§ Extrait du document:
================================

14 réflexions sur « Deux livres avant d’autres »

  1. Bonjour Fabrice.
    Merci pour cette infos sur le bouquin ballon d’oxygène de Noblet.
    Mais je veux te parler de Moriceau.
    Il se fonde sur les données historiques que sont les registres paroissiaux, c’est bien ça ? Quel regard critique pose-t-il sur ces registres ? N’était-il pas en effet bien commode à l’époque (déjà… ou surtout…) de mettre des morts crapuleuses ou autre sur le dos du loup ? Comment Moriceau tient-il compte de ces biais ? En parle-t-il dans son livre en vrai historien qui interroge les sources de façon nécessairement critique ? J’aimerai savoir.
    Bonne journée 😉

  2. Cher Patrick,

    Il te suffit de…le lire. Ses sources sont très nombreuses, distinctes mais concordantes, et Moriceau ne se jette pas dessus comme la pauvreté sur le monde. Un, c’est un remarquable historien des sociétés rurales, habitué à traiter les documents venus de ce monde englouti. Deux, il faut arrêter de croire que les hommes du passé proche – du 15ème au 19ème siècle – ne comptaient que des faux témoins et, ou de pauvres hères superstitieux.

    Bien entendu, il est certain qu’une partie des morts attribuées au loup ont pu avoir d’autres causes. Mais Dieu du ciel ! où est le problème ? Il y avait des dizaines de milliers de loups en France avant la Révolution française et une population rurale bien plus dispersée qu’aujourd’hui. Moriceau parle d’environ 1 % de loups problématiques, dont la moitié enragés. L’autre moitié, soit 0,5 % des effectifs, était selon lui composée de loups anthropophages, capables pour des raisons souvent identifiables – charniers des guerres et des épidémies, par exemple – de s’habituer à la chair humaine et de s’en délecter à l’occasion. Je me répète : où est le problème ? Sur la base de 25 000 loups, 1 % représente 250 loups posant problème à l’homme. Chaque année donc, et pendant des siècles, 250 loups étaient susceptibles de blesser, tuer, éventuellement dévorer des êtres humains. Une dernière fois : où est le problème ?

================================

§ Jeu de données:
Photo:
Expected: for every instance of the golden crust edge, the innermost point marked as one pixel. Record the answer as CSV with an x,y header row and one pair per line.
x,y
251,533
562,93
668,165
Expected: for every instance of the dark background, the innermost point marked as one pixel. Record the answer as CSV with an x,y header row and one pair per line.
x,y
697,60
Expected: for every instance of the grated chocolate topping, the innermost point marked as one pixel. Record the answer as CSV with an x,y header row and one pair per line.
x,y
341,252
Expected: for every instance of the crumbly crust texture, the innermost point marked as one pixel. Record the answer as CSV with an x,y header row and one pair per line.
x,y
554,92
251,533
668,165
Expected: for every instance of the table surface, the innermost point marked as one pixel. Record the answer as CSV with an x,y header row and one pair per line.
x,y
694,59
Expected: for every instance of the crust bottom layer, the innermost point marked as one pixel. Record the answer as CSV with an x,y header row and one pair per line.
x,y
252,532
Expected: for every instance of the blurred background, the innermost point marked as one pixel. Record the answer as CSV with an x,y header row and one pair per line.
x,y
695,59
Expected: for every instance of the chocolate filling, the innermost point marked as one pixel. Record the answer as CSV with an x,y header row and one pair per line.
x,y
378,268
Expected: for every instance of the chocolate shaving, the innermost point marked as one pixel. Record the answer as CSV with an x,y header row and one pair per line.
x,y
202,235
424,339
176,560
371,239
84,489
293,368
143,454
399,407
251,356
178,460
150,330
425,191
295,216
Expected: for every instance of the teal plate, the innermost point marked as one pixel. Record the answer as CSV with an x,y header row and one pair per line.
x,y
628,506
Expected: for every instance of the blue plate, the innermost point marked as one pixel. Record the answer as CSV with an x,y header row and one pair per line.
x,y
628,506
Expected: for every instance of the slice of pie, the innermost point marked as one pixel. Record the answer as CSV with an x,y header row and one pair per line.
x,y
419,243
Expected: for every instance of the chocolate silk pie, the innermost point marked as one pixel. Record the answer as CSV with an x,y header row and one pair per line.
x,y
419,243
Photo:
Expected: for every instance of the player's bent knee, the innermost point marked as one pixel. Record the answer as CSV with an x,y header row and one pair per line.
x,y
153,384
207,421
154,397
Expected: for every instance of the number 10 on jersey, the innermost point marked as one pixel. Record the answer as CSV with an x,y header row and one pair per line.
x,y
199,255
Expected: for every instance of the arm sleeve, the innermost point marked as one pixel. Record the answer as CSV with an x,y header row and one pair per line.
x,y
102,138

================================

§ Consigne:
Poursuivez l'échange de commentaires sur le livre de Moriceau consacré aux loups, à partir de sa dernière phrase.

§ Résultat de l'exercice:
    Cher Patrick, vois-tu, je crois que la défense du Loup passe par la clarté, et la vérité. Arrêtons donc de nous en prendre au messager, et considérons plutôt ce qu’il a à nous dire.

    Avec toutes mes amitiés, comme tu sais.

    Fabrice Nicolino

  3. Fabrice, bien d’accord au sujet de la clarté et de la vérité au sujet du loup.
    Si je te demandais des précisions, c’est justement parce que je n’ai pas le temps en ce moment de lire Moriceau. Je ne l’ai jamais considéré comme un ennemi du loup non plus et j’ai tendance à demander autour de moi à ce qu’il en soit de même. Comme tu l’évoques assez souvent, je voulais savoir rapidement (et oui, parfois aussi 😉 comment il avait traité ses sources. Merci pour tes précisions,
    Je le lirai, c’est certain.
    Amitiés,
    Patrick
    P.S : tu ne trouves pas que cette manif dite « bretonne » consacre l’échec total et absolu de l’écologie officielle ?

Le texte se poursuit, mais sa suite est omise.